··· SOURCE RECORDS
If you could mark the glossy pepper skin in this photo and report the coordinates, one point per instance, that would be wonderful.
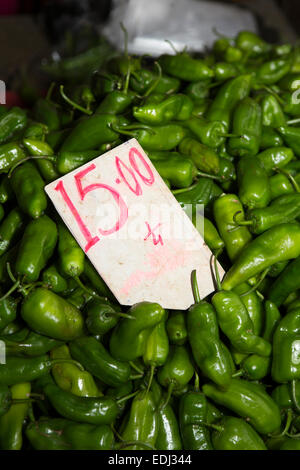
(28, 343)
(285, 367)
(71, 256)
(70, 378)
(233, 433)
(36, 247)
(178, 370)
(257, 367)
(276, 213)
(236, 324)
(100, 316)
(210, 353)
(253, 182)
(91, 132)
(176, 328)
(28, 187)
(205, 158)
(91, 410)
(224, 209)
(10, 154)
(279, 243)
(229, 94)
(128, 339)
(96, 359)
(249, 400)
(184, 67)
(46, 166)
(11, 423)
(47, 313)
(179, 171)
(10, 229)
(247, 125)
(53, 280)
(286, 283)
(192, 420)
(142, 425)
(11, 123)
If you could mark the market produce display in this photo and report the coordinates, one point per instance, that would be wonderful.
(82, 371)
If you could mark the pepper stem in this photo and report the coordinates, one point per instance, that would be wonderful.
(195, 287)
(72, 103)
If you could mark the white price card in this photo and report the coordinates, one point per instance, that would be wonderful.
(133, 230)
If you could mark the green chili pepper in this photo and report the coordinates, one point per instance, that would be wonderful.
(210, 353)
(192, 419)
(45, 166)
(279, 243)
(91, 410)
(71, 256)
(235, 238)
(88, 133)
(70, 378)
(28, 187)
(129, 337)
(249, 400)
(142, 425)
(176, 328)
(11, 423)
(177, 371)
(285, 365)
(257, 367)
(36, 247)
(291, 136)
(253, 182)
(272, 71)
(205, 158)
(12, 123)
(10, 229)
(184, 67)
(94, 357)
(53, 280)
(227, 98)
(48, 314)
(247, 125)
(10, 154)
(251, 44)
(178, 170)
(28, 343)
(236, 324)
(233, 433)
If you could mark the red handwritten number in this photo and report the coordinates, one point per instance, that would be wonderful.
(134, 151)
(91, 241)
(117, 197)
(137, 190)
(151, 232)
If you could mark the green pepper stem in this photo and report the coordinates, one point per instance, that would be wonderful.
(72, 103)
(195, 287)
(53, 362)
(32, 157)
(241, 222)
(207, 175)
(135, 367)
(290, 177)
(264, 273)
(293, 121)
(217, 274)
(156, 81)
(127, 397)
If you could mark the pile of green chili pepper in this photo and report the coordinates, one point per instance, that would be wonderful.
(84, 372)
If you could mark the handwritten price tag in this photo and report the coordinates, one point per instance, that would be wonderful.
(132, 229)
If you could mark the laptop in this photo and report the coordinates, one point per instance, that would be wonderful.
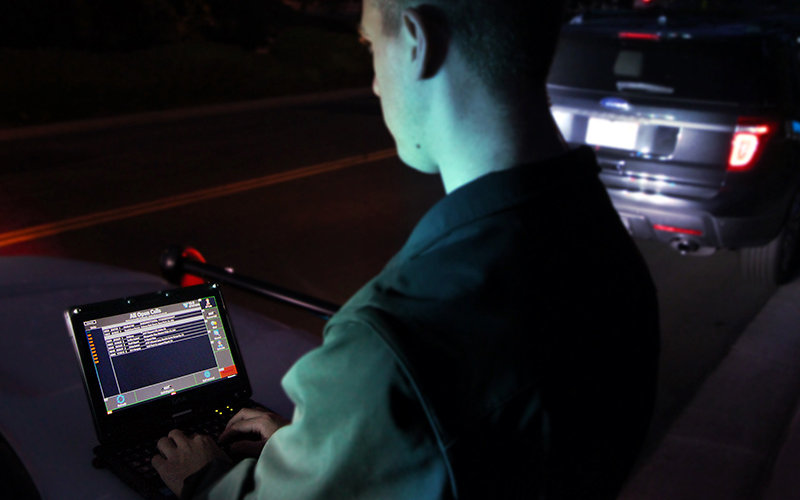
(152, 363)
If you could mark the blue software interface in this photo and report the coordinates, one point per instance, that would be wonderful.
(158, 352)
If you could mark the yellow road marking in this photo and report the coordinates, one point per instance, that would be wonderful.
(84, 221)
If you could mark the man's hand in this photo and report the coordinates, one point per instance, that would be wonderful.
(181, 456)
(248, 431)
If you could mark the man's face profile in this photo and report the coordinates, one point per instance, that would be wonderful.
(393, 82)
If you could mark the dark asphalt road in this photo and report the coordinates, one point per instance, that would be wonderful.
(323, 235)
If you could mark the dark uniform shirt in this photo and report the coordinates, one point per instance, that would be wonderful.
(509, 350)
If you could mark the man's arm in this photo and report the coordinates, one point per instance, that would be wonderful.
(357, 430)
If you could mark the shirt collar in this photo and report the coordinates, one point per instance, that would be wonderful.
(498, 191)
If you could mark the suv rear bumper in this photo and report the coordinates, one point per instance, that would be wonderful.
(667, 220)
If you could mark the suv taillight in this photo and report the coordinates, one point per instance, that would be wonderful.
(748, 142)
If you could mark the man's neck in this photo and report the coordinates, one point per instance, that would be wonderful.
(476, 134)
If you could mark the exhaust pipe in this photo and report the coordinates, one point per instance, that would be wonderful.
(684, 246)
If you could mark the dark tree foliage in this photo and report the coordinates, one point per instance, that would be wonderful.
(133, 24)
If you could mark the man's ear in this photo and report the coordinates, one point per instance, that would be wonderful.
(427, 40)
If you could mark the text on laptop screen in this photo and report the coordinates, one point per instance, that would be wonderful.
(158, 352)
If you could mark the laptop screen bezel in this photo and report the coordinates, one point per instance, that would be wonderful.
(152, 417)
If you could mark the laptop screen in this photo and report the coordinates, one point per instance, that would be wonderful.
(150, 359)
(158, 351)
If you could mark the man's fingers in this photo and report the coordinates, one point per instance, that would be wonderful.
(249, 426)
(178, 436)
(158, 462)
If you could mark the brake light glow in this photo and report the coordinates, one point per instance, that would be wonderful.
(681, 230)
(748, 139)
(631, 35)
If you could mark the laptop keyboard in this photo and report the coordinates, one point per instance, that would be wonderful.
(132, 463)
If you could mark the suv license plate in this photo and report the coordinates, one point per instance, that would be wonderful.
(612, 134)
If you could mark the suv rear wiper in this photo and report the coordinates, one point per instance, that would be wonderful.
(644, 87)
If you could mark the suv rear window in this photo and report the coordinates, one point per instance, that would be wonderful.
(719, 69)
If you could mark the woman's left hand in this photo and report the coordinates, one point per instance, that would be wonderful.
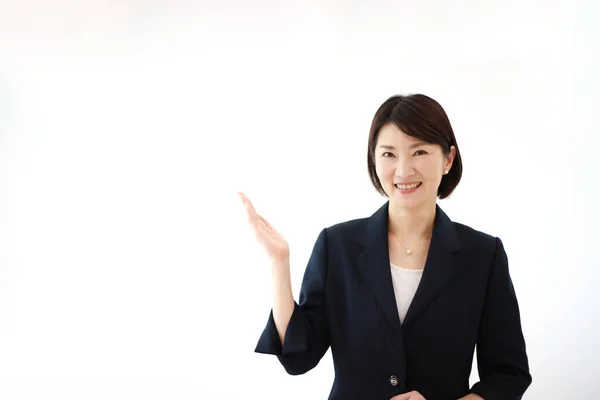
(414, 395)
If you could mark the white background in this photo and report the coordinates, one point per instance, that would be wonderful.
(127, 269)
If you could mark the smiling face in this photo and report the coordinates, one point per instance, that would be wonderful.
(410, 170)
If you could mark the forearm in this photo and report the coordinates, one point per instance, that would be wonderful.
(283, 299)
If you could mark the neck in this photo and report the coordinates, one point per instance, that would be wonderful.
(411, 223)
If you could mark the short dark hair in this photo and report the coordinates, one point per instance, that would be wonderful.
(421, 117)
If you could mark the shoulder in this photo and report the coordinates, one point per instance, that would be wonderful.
(472, 239)
(347, 229)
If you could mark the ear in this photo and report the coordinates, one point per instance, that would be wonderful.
(449, 159)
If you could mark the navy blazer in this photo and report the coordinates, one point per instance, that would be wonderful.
(465, 299)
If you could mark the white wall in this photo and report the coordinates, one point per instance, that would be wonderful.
(127, 270)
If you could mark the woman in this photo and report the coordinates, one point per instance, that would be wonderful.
(405, 296)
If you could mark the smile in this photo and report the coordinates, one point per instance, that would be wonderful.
(408, 187)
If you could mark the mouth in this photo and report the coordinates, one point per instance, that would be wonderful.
(408, 187)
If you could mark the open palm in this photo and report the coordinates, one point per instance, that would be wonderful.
(272, 241)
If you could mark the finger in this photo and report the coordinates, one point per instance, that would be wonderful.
(267, 224)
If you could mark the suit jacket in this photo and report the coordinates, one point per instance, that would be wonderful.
(465, 300)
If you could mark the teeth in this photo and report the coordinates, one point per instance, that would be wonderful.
(406, 187)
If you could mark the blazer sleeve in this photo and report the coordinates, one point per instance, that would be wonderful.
(501, 354)
(307, 336)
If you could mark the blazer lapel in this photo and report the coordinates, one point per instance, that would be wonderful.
(374, 264)
(439, 266)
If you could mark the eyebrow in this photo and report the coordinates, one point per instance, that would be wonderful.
(388, 147)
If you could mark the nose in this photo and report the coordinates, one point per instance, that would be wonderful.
(404, 167)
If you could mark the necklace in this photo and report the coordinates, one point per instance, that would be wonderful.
(408, 251)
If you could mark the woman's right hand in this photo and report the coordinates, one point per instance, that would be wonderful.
(272, 241)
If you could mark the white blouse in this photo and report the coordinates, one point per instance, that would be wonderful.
(405, 283)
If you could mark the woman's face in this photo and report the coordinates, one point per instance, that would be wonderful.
(409, 170)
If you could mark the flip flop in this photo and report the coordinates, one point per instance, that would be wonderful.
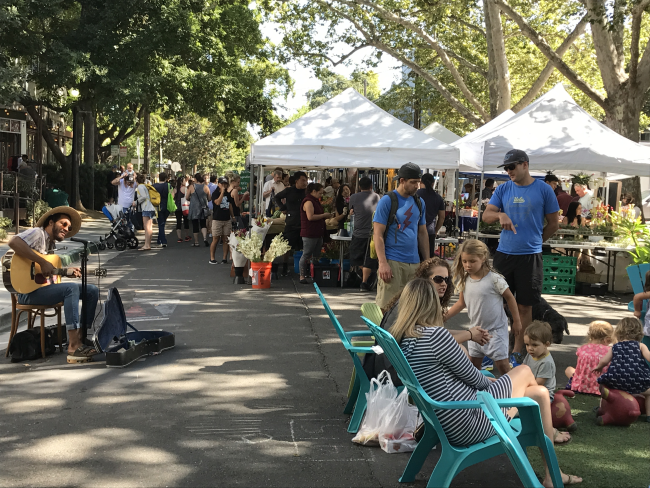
(81, 355)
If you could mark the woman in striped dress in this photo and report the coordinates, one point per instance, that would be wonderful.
(446, 374)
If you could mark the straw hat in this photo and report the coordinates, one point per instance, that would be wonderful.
(75, 219)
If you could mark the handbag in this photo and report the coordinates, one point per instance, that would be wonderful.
(171, 204)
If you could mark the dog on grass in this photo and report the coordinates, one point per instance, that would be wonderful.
(544, 312)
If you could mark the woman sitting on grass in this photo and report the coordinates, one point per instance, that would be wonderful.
(447, 375)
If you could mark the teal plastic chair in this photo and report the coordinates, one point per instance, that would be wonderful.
(511, 438)
(637, 273)
(357, 402)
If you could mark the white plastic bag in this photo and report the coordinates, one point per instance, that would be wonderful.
(397, 426)
(381, 398)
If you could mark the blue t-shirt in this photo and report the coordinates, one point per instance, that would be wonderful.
(402, 239)
(526, 206)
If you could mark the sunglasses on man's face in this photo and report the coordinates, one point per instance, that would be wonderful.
(438, 280)
(512, 166)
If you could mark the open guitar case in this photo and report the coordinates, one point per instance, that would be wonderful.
(121, 346)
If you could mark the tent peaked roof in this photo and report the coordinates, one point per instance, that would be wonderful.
(351, 131)
(440, 132)
(557, 133)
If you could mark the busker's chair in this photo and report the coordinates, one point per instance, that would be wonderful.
(511, 438)
(357, 402)
(34, 311)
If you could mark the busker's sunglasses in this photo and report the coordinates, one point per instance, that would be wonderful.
(512, 166)
(437, 279)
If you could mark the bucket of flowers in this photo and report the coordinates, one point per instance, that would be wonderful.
(251, 247)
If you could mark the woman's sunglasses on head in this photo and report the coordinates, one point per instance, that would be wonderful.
(437, 279)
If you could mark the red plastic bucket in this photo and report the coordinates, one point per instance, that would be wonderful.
(261, 275)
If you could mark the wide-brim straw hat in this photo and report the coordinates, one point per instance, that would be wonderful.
(75, 219)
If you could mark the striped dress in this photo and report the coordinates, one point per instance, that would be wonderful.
(447, 375)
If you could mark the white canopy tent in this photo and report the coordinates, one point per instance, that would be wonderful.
(350, 131)
(557, 134)
(440, 132)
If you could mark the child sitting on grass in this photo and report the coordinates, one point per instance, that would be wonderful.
(538, 337)
(638, 300)
(627, 369)
(482, 291)
(581, 378)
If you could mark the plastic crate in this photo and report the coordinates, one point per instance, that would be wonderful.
(559, 260)
(559, 280)
(559, 271)
(558, 289)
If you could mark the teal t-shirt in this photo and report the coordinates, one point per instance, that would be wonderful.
(526, 206)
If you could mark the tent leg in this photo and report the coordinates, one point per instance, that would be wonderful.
(478, 221)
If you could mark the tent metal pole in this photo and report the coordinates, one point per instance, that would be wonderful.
(457, 197)
(478, 201)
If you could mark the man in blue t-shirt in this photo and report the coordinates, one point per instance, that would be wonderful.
(398, 253)
(521, 205)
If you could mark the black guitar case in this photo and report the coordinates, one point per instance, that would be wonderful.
(122, 347)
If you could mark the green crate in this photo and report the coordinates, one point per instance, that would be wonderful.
(560, 280)
(558, 289)
(559, 271)
(559, 260)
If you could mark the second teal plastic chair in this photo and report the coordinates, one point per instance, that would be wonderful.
(357, 402)
(511, 438)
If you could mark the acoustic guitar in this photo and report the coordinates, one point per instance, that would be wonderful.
(20, 275)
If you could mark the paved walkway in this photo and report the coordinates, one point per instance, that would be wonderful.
(252, 395)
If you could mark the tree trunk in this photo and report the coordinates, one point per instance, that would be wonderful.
(498, 72)
(89, 152)
(77, 134)
(147, 140)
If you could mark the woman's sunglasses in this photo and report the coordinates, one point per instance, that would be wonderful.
(441, 279)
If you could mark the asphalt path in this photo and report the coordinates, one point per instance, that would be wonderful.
(252, 395)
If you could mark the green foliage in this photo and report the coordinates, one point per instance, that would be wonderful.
(35, 209)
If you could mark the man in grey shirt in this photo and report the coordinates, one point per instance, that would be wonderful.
(362, 207)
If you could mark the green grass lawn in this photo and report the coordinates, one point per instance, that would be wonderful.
(607, 456)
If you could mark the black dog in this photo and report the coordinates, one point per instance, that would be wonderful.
(544, 312)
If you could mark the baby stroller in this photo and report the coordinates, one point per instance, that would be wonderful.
(121, 234)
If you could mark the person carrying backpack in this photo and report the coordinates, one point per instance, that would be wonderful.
(399, 230)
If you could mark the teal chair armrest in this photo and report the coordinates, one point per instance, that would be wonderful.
(358, 333)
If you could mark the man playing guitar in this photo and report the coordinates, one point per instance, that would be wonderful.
(54, 226)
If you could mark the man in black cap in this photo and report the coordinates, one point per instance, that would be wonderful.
(520, 206)
(399, 230)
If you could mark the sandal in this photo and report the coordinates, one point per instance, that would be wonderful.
(555, 436)
(83, 354)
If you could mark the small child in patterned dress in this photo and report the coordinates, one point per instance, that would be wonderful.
(581, 378)
(627, 369)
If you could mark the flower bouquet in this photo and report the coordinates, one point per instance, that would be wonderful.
(260, 227)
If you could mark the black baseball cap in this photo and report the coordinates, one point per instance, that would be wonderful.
(514, 156)
(409, 171)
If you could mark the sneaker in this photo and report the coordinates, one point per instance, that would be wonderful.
(516, 359)
(487, 364)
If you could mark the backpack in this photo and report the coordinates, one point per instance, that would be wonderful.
(391, 219)
(154, 196)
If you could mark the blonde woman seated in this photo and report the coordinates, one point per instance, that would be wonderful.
(447, 375)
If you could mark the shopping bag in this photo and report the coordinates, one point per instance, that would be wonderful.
(397, 426)
(381, 399)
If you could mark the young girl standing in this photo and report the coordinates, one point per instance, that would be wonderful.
(627, 368)
(482, 291)
(581, 378)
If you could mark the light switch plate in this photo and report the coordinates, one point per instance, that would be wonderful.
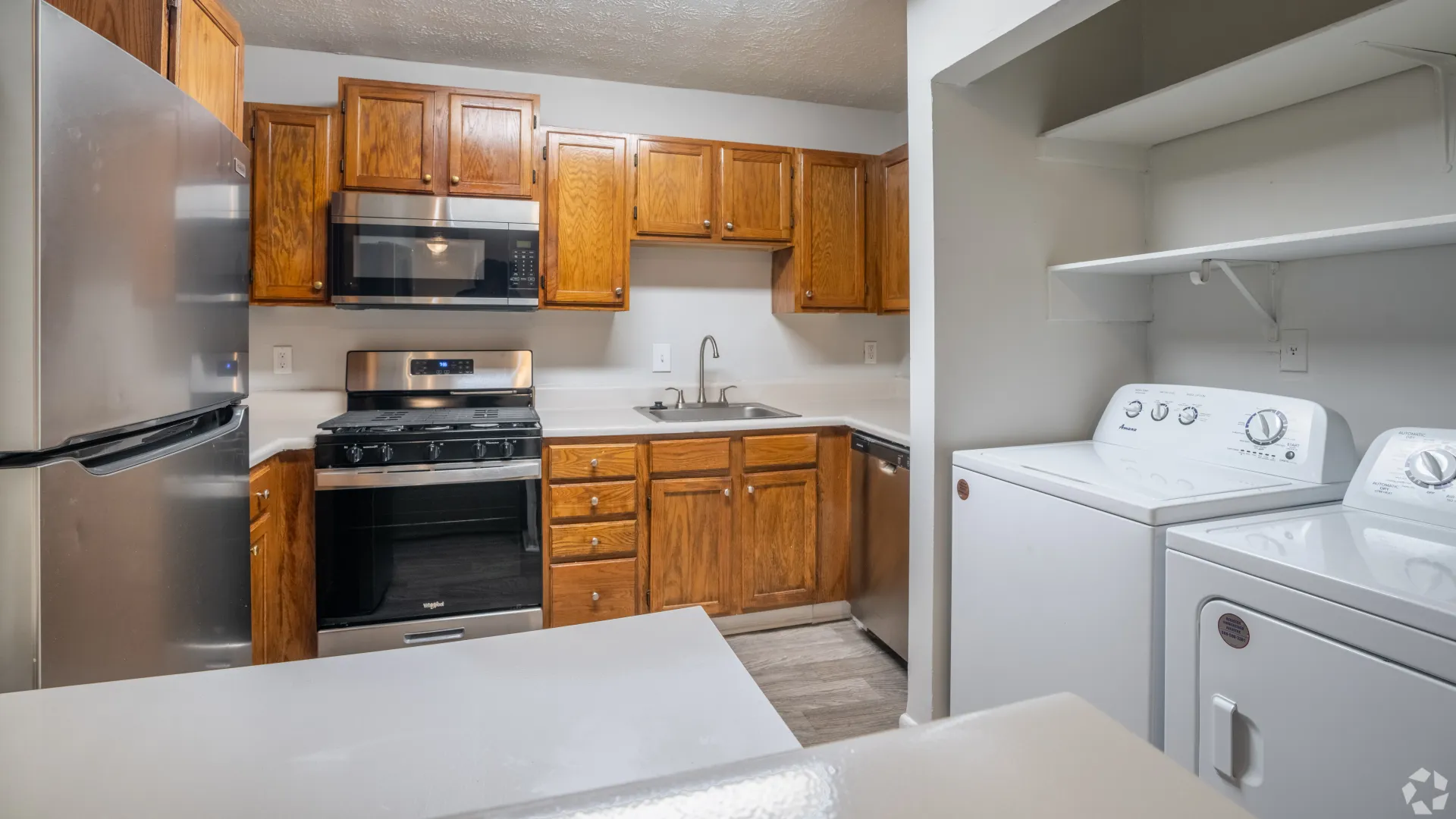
(1293, 350)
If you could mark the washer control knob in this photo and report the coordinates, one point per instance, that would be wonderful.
(1432, 468)
(1266, 428)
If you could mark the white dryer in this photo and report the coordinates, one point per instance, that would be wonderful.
(1310, 654)
(1057, 550)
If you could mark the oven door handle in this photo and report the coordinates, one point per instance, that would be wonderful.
(366, 477)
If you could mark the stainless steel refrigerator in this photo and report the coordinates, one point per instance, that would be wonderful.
(123, 360)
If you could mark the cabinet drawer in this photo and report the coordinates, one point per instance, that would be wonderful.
(584, 592)
(695, 455)
(261, 490)
(780, 450)
(593, 461)
(593, 500)
(593, 541)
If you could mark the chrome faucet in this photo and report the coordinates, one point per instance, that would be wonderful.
(702, 388)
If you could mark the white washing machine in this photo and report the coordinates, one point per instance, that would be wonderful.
(1310, 654)
(1057, 550)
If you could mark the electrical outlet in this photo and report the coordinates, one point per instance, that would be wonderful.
(1293, 350)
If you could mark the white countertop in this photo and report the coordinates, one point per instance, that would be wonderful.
(283, 420)
(1047, 758)
(405, 733)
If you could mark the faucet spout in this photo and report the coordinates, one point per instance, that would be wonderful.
(702, 384)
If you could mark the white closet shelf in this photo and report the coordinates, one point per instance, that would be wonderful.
(1424, 232)
(1318, 63)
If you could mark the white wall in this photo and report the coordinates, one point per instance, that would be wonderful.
(677, 293)
(987, 368)
(1381, 338)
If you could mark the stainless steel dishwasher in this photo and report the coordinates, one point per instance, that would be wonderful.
(880, 554)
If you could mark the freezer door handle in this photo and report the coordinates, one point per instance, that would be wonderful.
(1225, 711)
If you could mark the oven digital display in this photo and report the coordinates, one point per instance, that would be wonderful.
(441, 366)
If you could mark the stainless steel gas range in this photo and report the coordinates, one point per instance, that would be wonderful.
(428, 502)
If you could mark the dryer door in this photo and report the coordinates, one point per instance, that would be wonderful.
(1294, 725)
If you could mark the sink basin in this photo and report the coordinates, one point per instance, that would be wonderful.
(715, 413)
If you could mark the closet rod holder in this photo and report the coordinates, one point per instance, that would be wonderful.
(1445, 67)
(1204, 273)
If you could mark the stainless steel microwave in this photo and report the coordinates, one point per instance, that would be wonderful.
(452, 253)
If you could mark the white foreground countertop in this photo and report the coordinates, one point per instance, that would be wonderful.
(281, 420)
(403, 733)
(1050, 758)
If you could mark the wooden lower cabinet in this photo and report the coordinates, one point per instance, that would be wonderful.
(778, 537)
(281, 551)
(689, 544)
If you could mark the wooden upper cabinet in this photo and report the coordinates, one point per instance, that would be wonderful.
(585, 223)
(778, 538)
(389, 137)
(207, 58)
(756, 193)
(491, 143)
(293, 168)
(691, 541)
(894, 231)
(673, 193)
(830, 238)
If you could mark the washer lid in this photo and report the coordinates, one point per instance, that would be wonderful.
(1386, 566)
(1142, 485)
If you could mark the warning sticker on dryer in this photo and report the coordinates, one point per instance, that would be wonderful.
(1234, 630)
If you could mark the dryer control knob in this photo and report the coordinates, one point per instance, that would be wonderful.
(1266, 428)
(1432, 468)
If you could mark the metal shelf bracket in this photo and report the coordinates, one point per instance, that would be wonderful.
(1204, 273)
(1445, 67)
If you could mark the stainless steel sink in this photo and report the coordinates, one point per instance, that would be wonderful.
(714, 413)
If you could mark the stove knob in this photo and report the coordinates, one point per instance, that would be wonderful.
(1266, 428)
(1432, 468)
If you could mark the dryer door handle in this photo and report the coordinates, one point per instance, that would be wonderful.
(1225, 711)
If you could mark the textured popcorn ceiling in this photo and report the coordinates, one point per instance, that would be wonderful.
(836, 52)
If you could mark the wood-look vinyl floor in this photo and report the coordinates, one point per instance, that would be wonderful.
(827, 681)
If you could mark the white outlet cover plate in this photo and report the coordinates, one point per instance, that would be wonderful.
(1293, 350)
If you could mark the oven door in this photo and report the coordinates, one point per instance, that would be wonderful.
(419, 542)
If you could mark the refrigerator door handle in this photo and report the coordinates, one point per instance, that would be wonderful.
(155, 445)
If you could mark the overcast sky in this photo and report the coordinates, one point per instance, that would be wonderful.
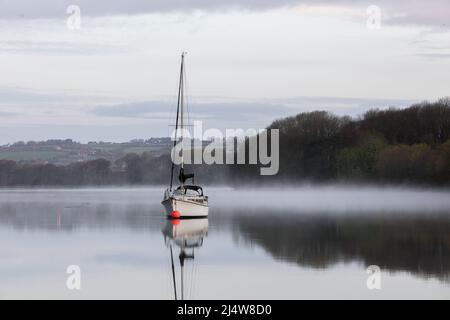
(248, 62)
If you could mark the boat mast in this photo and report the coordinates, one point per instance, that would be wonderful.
(182, 116)
(179, 104)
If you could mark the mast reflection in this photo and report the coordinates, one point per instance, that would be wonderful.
(187, 236)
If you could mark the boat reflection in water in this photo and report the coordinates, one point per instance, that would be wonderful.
(183, 236)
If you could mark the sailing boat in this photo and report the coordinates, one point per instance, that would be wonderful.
(187, 235)
(187, 200)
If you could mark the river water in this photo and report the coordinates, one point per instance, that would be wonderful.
(281, 243)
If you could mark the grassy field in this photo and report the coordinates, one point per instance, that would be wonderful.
(31, 155)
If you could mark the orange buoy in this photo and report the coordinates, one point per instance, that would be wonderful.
(175, 214)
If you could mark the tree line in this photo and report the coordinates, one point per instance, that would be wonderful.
(410, 145)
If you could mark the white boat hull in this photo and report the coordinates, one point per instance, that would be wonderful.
(186, 207)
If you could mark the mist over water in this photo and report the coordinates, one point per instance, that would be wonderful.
(333, 199)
······
TASK BRIEF: Repeat nothing but the lines from the one containing "If you could mark the textured" through the end of the entries, exactly, and skip the pictures.

RESPONSE TO THE EXERCISE:
If you could mark the textured popcorn ceiling in this photo and report the coordinates, one point per instance, that would be wonderful.
(836, 52)
If you could mark the wood-look vinyl floor in this photo and report the coordinates, one point per instance, that would be wonderful.
(827, 681)
If you could mark the white outlet cover plate in this photo and report the coordinates, one point per instance, that would be wonderful.
(1293, 350)
If you could mark the oven door in this photo and report the coordinates, one point per instance, that would be wonderful.
(419, 542)
If you could mark the refrigerator door handle in this photo and report the coordinates, one point per instance, that would be wonderful.
(155, 445)
If you could mark the overcast sky in this photo and report the coordinates, one point per instance, that would be wonderful.
(248, 62)
If you could mark the boat mast in this photo and report the coordinates, one point per instance, that would be wonderful.
(182, 116)
(179, 104)
If you could mark the mast reflection in this photo and report the coordinates, one point per instance, that would be wonderful.
(187, 236)
If you could mark the boat reflection in water in this photo and report the coordinates, one point per instance, that would be wonderful.
(183, 236)
If you could mark the sailing boat in this photo and report the coordinates, one point per instance, that would be wonderful.
(187, 235)
(187, 200)
If you could mark the river water in this photo and report the coordinates, one point per instance, that would be wonderful.
(281, 243)
If you could mark the grassy field in this photo and report the coordinates, one point per instance, that would be wonderful.
(31, 155)
If you could mark the orange buoy in this photo and report the coordinates, one point per instance, that would be wonderful.
(175, 214)
If you could mark the tree line in this photo and report the coordinates, one point per instance, that would be wonderful.
(410, 145)
If you could mark the white boat hull in this photo and report the coordinates, one point per instance, that would be wonderful.
(186, 207)
If you could mark the mist over water in this photo and report the coordinates, one point per instance, that would be wonderful.
(333, 199)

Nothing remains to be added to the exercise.